## READING TEXT
■ ■ ■ ■ ■ ■ ■

Acute lymphoblastic leukemia, or ALL, affects some 3,000 children and adults each year. Most of them do survive, but around 15 percent ultimately relapse, despite treatment and technology. Now there is a new treatment on the horizon – a gene therapy in which a person’s own blood cells are turned into a cancer-fighting army. One of just many “living drugs” under development, this therapy has just gained approval from the Food and Drug Administration.
“This is a brand new way of treating cancer,” said Dr. Stephan Grupp of Children’s Hospital of Philadelphia, who treated the first child with CAR-T cell therapy — a girl who had been near death at the time, but is cancer-free, five years later. “That’s enormously exciting.”
Made from scratch for every patient, the CAR-T treatment does not stop the disease. Instead, it turbo-charges the body’s own T-cells, immune system soldiers that fight infections and illnesses in the body. They are reprogrammed to harbor a “chimeric antigen receptor,” or CAR, that hones in on the cancer cells and attacks them – something T-cells often struggle to do since cancer cells often fly under the radar, undetected.
“We’re entering a new frontier in medical innovation with the ability to reprogram a patient’s own cells to attack a deadly cancer,” said FDA Commissioner Scott Gottlieb.
Developed by Novartis and the University of Pennsylvania, the therapy has been approved for use in several hundred patients per year. Most are in devastating situations, extremely ill from leukemia. If the key study is any indication, as many as 80 percent may go into remission soon after receiving the treatment. However, there are a few concerns and warnings.
First, leukemia is an aggressive cancer, so it could overtake the patient before the genetically altered T-cells can be returned to their body. Second, leukemia may develop a resistance to the T-cells. Lastly, there are some highly concerning side effects, including an immune system overreaction called “cytokine release syndrome,” which can result in high fever, plummeting blood pressure, and potential organ damage.
“This is remarkable technology,” said Dr. Mikkael Sekeres of the American Society of Hematology. He cautioned, however, that CAR-T “isn’t a panacea.”
Because of those risks, patients must go to a specially trained and certified treatment center to receive the gene therapy. A total of 32 are expected to go up across the country, the first 20 of which are expected to start treatment within the next month. Cost for the therapy comes in at almost a half a million dollars – about the price of a bone marrow transplant – but it may be the only treatment that is needed. In fact, researchers say that the T-cells may continue fighting against remission for years.
“I don’t want to be an apologist for high drug prices in the U.S.,” Grupp stressed. But if it’s the last treatment they need, “that’s a really significant one-time investment in their wellness, especially in kids who have a whole lifetime ahead of them.”

■ ■ ■ ■ ■ ■ ■

## RECORD SET
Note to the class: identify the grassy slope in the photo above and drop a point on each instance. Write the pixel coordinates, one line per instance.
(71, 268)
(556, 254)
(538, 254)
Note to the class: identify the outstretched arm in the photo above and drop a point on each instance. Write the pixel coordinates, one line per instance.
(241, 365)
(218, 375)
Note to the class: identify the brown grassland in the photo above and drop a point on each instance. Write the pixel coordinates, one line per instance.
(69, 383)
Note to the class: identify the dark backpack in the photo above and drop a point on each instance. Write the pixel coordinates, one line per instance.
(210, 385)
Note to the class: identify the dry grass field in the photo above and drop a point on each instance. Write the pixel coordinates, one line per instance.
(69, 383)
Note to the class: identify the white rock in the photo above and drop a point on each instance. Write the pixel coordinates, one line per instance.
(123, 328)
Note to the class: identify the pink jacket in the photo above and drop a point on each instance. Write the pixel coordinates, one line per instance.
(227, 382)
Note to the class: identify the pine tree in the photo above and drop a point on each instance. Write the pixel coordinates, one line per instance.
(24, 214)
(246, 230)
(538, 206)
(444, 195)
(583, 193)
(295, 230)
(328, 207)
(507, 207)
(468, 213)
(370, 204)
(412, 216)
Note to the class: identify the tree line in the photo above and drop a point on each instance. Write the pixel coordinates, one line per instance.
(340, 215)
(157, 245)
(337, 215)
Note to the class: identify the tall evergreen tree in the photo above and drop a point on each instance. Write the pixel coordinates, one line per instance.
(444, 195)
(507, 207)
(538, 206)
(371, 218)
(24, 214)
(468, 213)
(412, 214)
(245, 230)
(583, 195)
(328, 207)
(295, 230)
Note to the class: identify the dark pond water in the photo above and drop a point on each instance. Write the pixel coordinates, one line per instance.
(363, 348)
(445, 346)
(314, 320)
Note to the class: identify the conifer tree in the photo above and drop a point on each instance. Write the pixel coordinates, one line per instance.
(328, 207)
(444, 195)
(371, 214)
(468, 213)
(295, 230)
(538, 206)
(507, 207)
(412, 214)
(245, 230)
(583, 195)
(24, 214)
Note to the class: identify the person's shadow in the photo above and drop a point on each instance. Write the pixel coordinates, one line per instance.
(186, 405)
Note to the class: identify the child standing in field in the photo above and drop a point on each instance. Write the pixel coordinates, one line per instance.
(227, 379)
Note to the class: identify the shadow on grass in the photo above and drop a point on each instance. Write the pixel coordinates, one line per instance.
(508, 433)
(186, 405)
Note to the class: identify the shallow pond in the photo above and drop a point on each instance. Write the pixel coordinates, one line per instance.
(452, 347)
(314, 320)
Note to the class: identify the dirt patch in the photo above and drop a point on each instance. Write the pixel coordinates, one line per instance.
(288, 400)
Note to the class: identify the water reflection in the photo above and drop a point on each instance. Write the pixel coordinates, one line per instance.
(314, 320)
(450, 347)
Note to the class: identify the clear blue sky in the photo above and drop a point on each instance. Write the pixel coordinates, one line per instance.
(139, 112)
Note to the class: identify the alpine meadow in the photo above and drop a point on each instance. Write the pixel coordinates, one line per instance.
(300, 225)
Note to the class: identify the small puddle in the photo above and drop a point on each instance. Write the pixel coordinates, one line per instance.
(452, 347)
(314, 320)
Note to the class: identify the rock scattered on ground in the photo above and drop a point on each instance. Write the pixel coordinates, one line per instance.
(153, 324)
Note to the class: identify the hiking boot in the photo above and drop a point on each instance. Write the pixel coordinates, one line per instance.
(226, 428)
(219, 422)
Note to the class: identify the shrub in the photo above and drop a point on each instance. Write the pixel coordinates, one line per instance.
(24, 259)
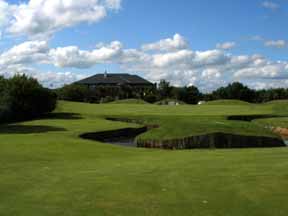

■ ■ ■ ■ ■ ■ ■

## QUESTIONS
1) Reproduce the passage of the CAR-T article word for word, from "Acute lymphoblastic leukemia, or" up to and including "and Drug Administration.".
2) In the CAR-T article, how many specially trained and certified treatment centers are expected to go up across the country?

## SOLUTION LIST
1)
Acute lymphoblastic leukemia, or ALL, affects some 3,000 children and adults each year. Most of them do survive, but around 15 percent ultimately relapse, despite treatment and technology. Now there is a new treatment on the horizon – a gene therapy in which a person’s own blood cells are turned into a cancer-fighting army. One of just many “living drugs” under development, this therapy has just gained approval from the Food and Drug Administration.

2) A total of 32.